» What needs to be done
Output all entries exactly as they appear and skip the pictures.

» Records provided
● ● ● ● ●
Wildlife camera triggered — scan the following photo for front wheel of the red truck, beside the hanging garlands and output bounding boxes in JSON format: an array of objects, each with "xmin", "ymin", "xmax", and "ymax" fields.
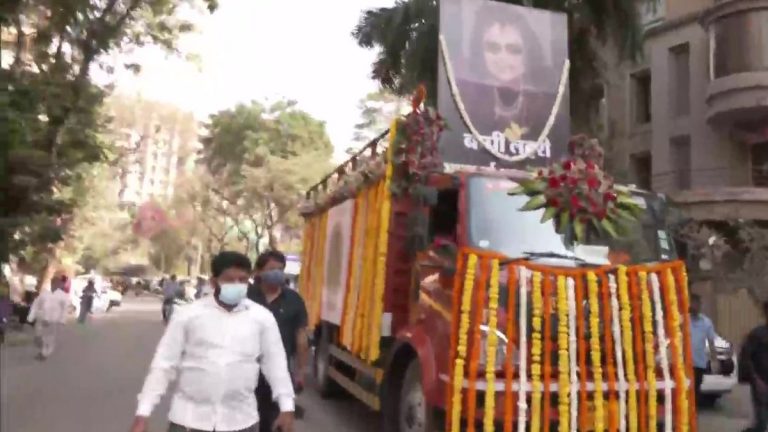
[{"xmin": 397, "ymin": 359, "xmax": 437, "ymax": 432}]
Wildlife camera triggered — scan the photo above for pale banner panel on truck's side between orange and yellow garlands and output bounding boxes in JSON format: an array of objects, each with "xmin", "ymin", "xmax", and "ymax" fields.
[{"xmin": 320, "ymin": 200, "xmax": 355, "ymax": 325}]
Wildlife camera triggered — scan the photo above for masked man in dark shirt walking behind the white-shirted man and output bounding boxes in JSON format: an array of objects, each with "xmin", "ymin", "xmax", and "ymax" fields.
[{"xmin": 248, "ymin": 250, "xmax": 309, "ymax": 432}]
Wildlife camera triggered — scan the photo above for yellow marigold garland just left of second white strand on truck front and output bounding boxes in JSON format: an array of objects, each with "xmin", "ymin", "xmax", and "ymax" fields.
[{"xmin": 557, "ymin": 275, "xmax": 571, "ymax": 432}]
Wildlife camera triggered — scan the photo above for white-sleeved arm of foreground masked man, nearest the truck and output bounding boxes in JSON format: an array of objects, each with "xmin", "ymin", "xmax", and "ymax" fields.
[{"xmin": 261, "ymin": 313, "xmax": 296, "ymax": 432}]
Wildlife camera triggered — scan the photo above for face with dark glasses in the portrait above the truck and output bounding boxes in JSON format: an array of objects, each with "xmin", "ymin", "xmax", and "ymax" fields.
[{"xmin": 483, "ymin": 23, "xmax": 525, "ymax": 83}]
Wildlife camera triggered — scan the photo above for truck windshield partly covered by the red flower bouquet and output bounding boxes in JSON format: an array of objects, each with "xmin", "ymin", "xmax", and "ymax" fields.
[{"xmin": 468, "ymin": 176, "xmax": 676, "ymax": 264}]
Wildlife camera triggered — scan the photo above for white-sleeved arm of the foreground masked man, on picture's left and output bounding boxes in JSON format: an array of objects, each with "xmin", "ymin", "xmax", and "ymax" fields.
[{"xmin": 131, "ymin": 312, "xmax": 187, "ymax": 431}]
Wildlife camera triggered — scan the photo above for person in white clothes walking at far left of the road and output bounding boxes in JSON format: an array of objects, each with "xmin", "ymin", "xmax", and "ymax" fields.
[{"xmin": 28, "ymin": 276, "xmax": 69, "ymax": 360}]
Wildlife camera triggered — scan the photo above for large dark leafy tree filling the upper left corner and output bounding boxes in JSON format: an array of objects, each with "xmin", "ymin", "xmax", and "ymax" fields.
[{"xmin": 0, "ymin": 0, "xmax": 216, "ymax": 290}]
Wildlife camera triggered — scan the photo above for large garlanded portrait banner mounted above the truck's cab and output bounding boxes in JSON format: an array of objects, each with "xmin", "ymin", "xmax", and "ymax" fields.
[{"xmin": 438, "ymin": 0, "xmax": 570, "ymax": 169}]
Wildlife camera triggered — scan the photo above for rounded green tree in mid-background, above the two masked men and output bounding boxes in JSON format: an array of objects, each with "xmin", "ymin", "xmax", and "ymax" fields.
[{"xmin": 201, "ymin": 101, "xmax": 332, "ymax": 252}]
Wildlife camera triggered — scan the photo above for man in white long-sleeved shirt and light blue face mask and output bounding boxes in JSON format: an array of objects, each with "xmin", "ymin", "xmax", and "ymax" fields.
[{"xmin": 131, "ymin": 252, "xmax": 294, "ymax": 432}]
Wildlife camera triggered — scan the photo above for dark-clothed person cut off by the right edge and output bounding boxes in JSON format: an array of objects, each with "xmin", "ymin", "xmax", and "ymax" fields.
● ● ● ● ●
» Result of the task
Wildlife camera triggered — scan the following photo for front wheel of the red truck, beside the hanging garlands and output bounding boxes in JSON format: an array of objects, each with "xmin", "ymin", "xmax", and "ymax" fields.
[{"xmin": 397, "ymin": 359, "xmax": 437, "ymax": 432}]
Wildlife camera triggered — scan the photo above for pale banner panel on truck's side between orange and yellow garlands and output bounding boxes in JSON format: an array of objects, each with "xmin", "ymin", "xmax", and "ymax" fields.
[{"xmin": 320, "ymin": 200, "xmax": 355, "ymax": 325}]
Wildlife camera triggered — scan the photo above for masked man in dark shirt walking behind the white-shirted man and output bounding boxes in JSON format: an array of objects, each with "xmin", "ymin", "xmax", and "ymax" fields.
[{"xmin": 248, "ymin": 250, "xmax": 309, "ymax": 432}]
Wildlife camera triggered — scan the photo above for yellow marigold garland just left of second white strand on truck front and output bounding boxes in JSON format: an array of objects, each with "xmin", "ymin", "xmax", and "ymax" fields.
[{"xmin": 557, "ymin": 275, "xmax": 571, "ymax": 432}]
Wildlife camera triggered — scan the photo above for white-sleeved arm of foreground masked man, nearest the truck and output bounding boxes in JSON format: an array of objects, each with "xmin", "ymin", "xmax", and "ymax" fields.
[{"xmin": 261, "ymin": 313, "xmax": 296, "ymax": 432}]
Wildlife camera triggered — scan the photo above for face with dark glasses in the portrait above the truck and output bounding boxes in JSON format: an array of objects, each with "xmin", "ymin", "xmax", and "ymax" fields.
[{"xmin": 483, "ymin": 23, "xmax": 525, "ymax": 83}]
Wildlife camera triggered — scan the photo above for truck windshield partly covered by the red flower bouquet and output bounding boxes in JSON format: an array of objects, each with "xmin", "ymin", "xmax", and "ymax" fields.
[{"xmin": 468, "ymin": 176, "xmax": 676, "ymax": 264}]
Wildlife camera triggered — scan the photo above for white-sleeved arm of the foreground masked man, on picture's left and output bounding boxes in JSON format: an array of objects, each with "xmin", "ymin", "xmax", and "ymax" fields.
[{"xmin": 131, "ymin": 312, "xmax": 187, "ymax": 431}]
Wildlife camera triggered — scan the photo above for person in white clothes walking at far left of the road and output bounding boxes in JSON format: an array of objects, each with "xmin", "ymin", "xmax", and "ymax" fields.
[{"xmin": 28, "ymin": 276, "xmax": 69, "ymax": 360}]
Wildlife camera triggered — scan the photo above for large dark leafy tree filling the upper left corner and output bounding boxes in JSON format: an array of objects, each with "xmin", "ymin", "xmax", and "ymax" fields.
[{"xmin": 0, "ymin": 0, "xmax": 216, "ymax": 290}]
Wildlife camera triggered — scan the photo above for large garlanded portrait banner mounted above the truck's cab and output bounding boxes in JSON format: an array of objects, each with "xmin", "ymin", "xmax", and "ymax" fields.
[{"xmin": 438, "ymin": 0, "xmax": 570, "ymax": 169}]
Wildlife camera triggered — scan the photo above for rounded green tree in mid-background, above the two masked men and output bounding boxes in JSON format: an array of objects, each with "xmin", "ymin", "xmax", and "ymax" fields.
[{"xmin": 201, "ymin": 101, "xmax": 332, "ymax": 252}]
Wildlife camera triggered — scan the photo above for man in white long-sleeved shirt and light blue face mask and output bounding boxes in JSON format: an array of objects, each with "xmin", "ymin", "xmax", and "ymax" fields.
[{"xmin": 131, "ymin": 252, "xmax": 294, "ymax": 432}]
Wildlife camera triggered — scan the photo above for dark-clothed person cut off by the right edge and output bounding boxes in JSON format: an array of objects, each with "xmin", "ymin", "xmax", and "ymax" fields.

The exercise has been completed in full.